-- Stored data --
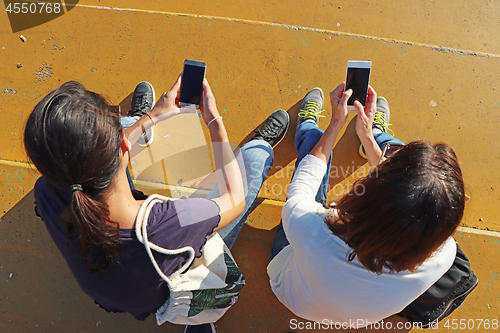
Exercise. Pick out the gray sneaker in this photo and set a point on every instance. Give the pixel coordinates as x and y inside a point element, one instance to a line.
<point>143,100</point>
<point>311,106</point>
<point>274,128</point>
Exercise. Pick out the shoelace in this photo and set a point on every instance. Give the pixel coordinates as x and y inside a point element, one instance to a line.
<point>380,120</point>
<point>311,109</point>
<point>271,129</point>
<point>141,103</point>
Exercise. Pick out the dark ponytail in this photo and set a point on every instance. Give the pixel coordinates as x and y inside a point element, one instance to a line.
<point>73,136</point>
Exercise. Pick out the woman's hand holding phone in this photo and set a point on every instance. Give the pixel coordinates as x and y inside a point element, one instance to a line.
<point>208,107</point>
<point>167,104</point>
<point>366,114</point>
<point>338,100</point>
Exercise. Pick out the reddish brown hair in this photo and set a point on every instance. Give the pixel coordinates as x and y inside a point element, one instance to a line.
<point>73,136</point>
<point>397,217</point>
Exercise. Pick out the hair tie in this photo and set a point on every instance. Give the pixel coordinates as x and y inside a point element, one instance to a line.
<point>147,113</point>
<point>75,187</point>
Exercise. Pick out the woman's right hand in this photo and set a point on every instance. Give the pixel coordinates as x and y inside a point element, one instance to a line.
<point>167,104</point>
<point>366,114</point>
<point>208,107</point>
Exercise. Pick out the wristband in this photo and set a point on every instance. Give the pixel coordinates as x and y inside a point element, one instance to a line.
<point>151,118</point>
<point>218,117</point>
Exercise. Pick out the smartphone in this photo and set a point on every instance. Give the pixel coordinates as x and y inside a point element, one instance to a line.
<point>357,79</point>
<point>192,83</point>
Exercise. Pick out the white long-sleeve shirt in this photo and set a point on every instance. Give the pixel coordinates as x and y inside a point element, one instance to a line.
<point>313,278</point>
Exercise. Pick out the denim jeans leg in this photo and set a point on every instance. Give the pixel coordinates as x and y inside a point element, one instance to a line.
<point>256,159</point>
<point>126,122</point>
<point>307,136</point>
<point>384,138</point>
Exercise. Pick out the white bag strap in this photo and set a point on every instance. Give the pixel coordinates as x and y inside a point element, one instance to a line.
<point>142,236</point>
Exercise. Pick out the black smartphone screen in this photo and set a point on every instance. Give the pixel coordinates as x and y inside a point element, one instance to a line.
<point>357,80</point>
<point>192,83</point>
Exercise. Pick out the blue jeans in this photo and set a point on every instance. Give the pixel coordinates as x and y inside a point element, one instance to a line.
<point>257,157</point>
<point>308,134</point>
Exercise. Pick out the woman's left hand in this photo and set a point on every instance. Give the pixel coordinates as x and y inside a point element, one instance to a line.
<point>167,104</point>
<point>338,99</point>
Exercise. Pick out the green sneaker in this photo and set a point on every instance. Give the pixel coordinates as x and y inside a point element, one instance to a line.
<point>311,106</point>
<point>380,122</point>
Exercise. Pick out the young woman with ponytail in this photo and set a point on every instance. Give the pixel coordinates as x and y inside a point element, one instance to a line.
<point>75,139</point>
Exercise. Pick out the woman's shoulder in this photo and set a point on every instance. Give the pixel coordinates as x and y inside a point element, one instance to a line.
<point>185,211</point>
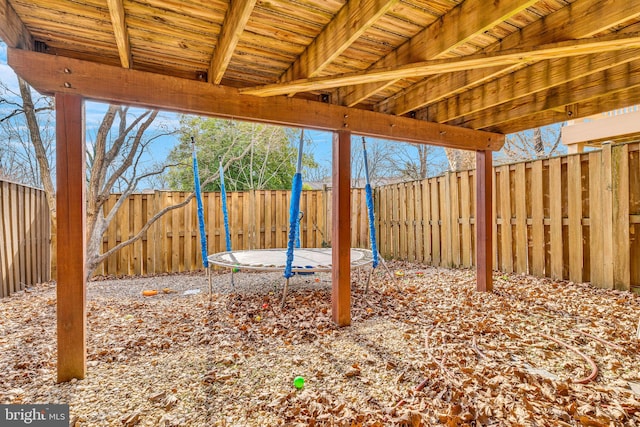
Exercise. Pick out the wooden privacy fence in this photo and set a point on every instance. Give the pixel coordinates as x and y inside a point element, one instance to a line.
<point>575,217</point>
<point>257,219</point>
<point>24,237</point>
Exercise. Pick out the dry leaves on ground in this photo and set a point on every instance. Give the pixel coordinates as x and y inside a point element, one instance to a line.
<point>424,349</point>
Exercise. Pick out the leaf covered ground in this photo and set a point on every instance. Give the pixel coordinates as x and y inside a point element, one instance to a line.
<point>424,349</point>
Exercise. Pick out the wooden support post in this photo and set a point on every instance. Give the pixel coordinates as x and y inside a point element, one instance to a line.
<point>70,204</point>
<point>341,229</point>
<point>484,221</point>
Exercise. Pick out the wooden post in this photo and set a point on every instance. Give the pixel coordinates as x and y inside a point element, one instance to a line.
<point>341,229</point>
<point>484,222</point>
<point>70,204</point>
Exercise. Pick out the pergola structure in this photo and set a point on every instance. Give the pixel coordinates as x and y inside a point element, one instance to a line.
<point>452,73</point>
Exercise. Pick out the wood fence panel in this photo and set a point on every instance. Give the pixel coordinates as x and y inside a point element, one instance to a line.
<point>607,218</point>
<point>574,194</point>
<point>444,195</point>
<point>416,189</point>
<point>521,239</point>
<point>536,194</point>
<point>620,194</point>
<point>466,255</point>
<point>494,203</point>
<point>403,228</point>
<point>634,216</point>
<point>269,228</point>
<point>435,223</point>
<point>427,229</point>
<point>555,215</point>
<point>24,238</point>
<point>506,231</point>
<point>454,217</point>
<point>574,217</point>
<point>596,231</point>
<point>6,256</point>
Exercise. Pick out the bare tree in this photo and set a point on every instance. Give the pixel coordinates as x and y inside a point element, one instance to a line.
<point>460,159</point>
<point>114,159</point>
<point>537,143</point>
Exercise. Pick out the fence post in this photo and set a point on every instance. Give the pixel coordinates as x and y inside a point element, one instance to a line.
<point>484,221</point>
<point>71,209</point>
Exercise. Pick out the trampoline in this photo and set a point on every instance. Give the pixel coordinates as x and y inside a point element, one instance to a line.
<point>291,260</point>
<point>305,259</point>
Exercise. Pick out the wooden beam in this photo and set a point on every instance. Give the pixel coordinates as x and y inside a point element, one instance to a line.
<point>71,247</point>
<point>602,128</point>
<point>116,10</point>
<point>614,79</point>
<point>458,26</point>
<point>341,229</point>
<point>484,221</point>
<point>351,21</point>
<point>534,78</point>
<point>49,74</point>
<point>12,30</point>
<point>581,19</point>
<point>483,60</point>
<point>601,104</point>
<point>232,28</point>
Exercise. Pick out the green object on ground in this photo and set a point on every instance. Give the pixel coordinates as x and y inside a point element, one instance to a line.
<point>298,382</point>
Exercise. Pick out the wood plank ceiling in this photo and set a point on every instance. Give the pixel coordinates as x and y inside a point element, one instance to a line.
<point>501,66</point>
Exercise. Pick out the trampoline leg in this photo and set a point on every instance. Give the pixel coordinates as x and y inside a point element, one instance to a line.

-- Description of the task --
Every record above must be copied exactly; none of the pictures belong in the copy.

-- Result --
Exercise. Pick out the gray sneaker in this photo and set a point on every instance. Give the pixel coordinates as x and y inside a point element, one instance to a line.
<point>143,100</point>
<point>311,106</point>
<point>274,128</point>
Exercise. Pick out the shoelace in this photo and set a point on every instance. Give the pixel coordinates as x and y inside a point element, one instance to a line.
<point>380,120</point>
<point>311,109</point>
<point>271,129</point>
<point>141,103</point>
Exercise. Pick out the dark ponytail in this photo and set a point on every instance. Give the pixel coordinates as x and y inside a point element, one instance to a line.
<point>73,136</point>
Exercise. Pick out the woman's hand holding phone in this photo and set a point on every instance. Give the pixel coordinates as x and y inside a point element, one instance to a line.
<point>208,107</point>
<point>167,104</point>
<point>366,114</point>
<point>338,100</point>
Exercise. Pick out the reddish brown hair in this photo and set a point on every instance. Give the pixel coordinates as x and y inside a point element, one instance to a line.
<point>73,136</point>
<point>397,217</point>
Exercise. Pick out the hair tie in this photo and set a point on every instance. Give the pixel coordinates as x and y inside a point element, one instance to a line.
<point>147,113</point>
<point>75,187</point>
Exercise. Pick out the woman's right hand in this photo and set a point on every instance. Give the pixel coordinates as x and y inside a point element, one instance to a line.
<point>167,104</point>
<point>366,114</point>
<point>208,107</point>
Exercise. Pick out the wristband in this photo and set a point on every instance. Give the pixel coordinates as x and y inside a point element, one instance to a line.
<point>151,118</point>
<point>218,117</point>
Exercise. Pick out the smartphone in this photo and set a point on every instance. Give the pixel coordinates as x and y inside a point element, one instance to a line.
<point>357,79</point>
<point>192,83</point>
Exercise. Pick out the white long-sleeve shirt in this photo and set a point on every instance. Give the pixel coordinates as x and y inside a point element, one instance to a line.
<point>313,278</point>
Exercise. Pick out the denim jeans leg in this photo and set a point on every instance. Give the pixel coordinates as x and y inside a point element, one instance to a line.
<point>256,159</point>
<point>126,122</point>
<point>307,136</point>
<point>384,138</point>
Exercise. Pick out the white bag strap in this photo and set a point on every instance. Give the pixel coordinates as x and y inside a point element, one instance to a line.
<point>142,236</point>
Exercise. Pick out the black smartphone screen in this photo and set a point on every instance. Give the pixel coordinates as x and y inside a point element, one instance to a line.
<point>357,80</point>
<point>192,83</point>
Exercise. Pick out the blue jeans in this photo and set a point on every instance. Give the pixel coordinates as x and y inside a point element, one instance to a line.
<point>257,157</point>
<point>308,134</point>
Exercise. Pick out the woman's left hand in this photo and set a point on every instance. Give the pixel coordinates as x and y inside a point element, one instance to a line.
<point>167,104</point>
<point>338,99</point>
Exercise. Pick out the green sneaker in this photo and set a point on every instance. Give the pixel coordinates as x and y inside a point element, one instance to a line.
<point>311,106</point>
<point>380,122</point>
Exercise. Pick out the young woman with ponytail in this photo and set a point on every instance. Give the pixel coordinates as x and y inside a point element, one instance to a line.
<point>75,139</point>
Exercise. Pick out the woman's shoulder in this photo and set a point on every instance. Give the pixel coordinates as x and y inside a point element, one instance to a line.
<point>185,211</point>
Exercise. Pick out the wooden privacy fence in this photo and set a point on every instance. Give the pixel coordinates as x and y inside a point element, one instance to a line.
<point>575,217</point>
<point>257,219</point>
<point>24,237</point>
Exercise. Pick out the dry leaves on ground in this photo and set a point on every instance. Give the pixel coordinates as x and y inside a point element, one instance to a line.
<point>424,349</point>
Exercise. Pick out the leaf covered ground in this photo and set a point on every instance. Give the pixel coordinates as x and y inside a point element, one instance to a line.
<point>424,349</point>
Exercise. Pick out the wooden support post in this photo and set a point on every instance. Give the pixel coordinates as x and y inside a point element, one instance to a line.
<point>70,204</point>
<point>341,229</point>
<point>484,221</point>
Exercise. Pick out the wooden post in this photo and set a point on every instance. Give the pixel coordinates as x and y inside a point element, one instance to a line.
<point>341,229</point>
<point>484,222</point>
<point>70,204</point>
Exercise. Pick out the pergola structure in this photo and set a point on every instance. Give the pixel coordinates as x and y inside a point element, one instance to a line.
<point>452,73</point>
Exercise. Pick out the wood fence panel in this photo and set a point on every instance. Give the pixel coordinates as x and y inside a point element, one instance to a line.
<point>607,218</point>
<point>574,194</point>
<point>444,195</point>
<point>416,189</point>
<point>521,239</point>
<point>536,194</point>
<point>620,194</point>
<point>466,255</point>
<point>494,203</point>
<point>403,228</point>
<point>634,216</point>
<point>269,228</point>
<point>435,223</point>
<point>427,229</point>
<point>555,215</point>
<point>24,238</point>
<point>506,231</point>
<point>454,217</point>
<point>574,217</point>
<point>596,231</point>
<point>6,256</point>
Exercise. Pick out the bare tree in this photo and set a point on every instance. Give the pixel coordinates as x and y inside a point element, one instance to a line.
<point>460,159</point>
<point>114,159</point>
<point>537,143</point>
Exercise. Pick out the fence post in this photo and set a point on every instance. Give the pixel coordinates as x and y inside a point element, one instance to a line.
<point>484,221</point>
<point>71,209</point>
Exercise. Pick out the trampoline in this photo and set a point on every instance. Give the pixel coordinates as x and y inside a point element, one instance to a line.
<point>291,260</point>
<point>305,259</point>
Exercise. Pick out the wooden beam in this photo and set a point on every instance. Give the pixel coordinates as x and y inside a point element, one instance to a line.
<point>71,247</point>
<point>602,128</point>
<point>116,10</point>
<point>614,79</point>
<point>458,26</point>
<point>341,229</point>
<point>484,221</point>
<point>351,21</point>
<point>534,78</point>
<point>49,74</point>
<point>12,30</point>
<point>581,19</point>
<point>483,60</point>
<point>601,104</point>
<point>232,28</point>
Exercise. Pick out the green object on ground in this photo and set a point on every instance. Give the pixel coordinates as x and y inside a point element, one instance to a line.
<point>298,382</point>
Exercise. Pick out the wood plank ceiling in this photo and set a point on every instance. Give the pixel coordinates as x and y inside a point element, one instance to a line.
<point>501,66</point>
Exercise. Pick out the trampoline leg in this photo and set a point on every instance. Give the pixel coordinates as x and y inside a point element, one instance to a line.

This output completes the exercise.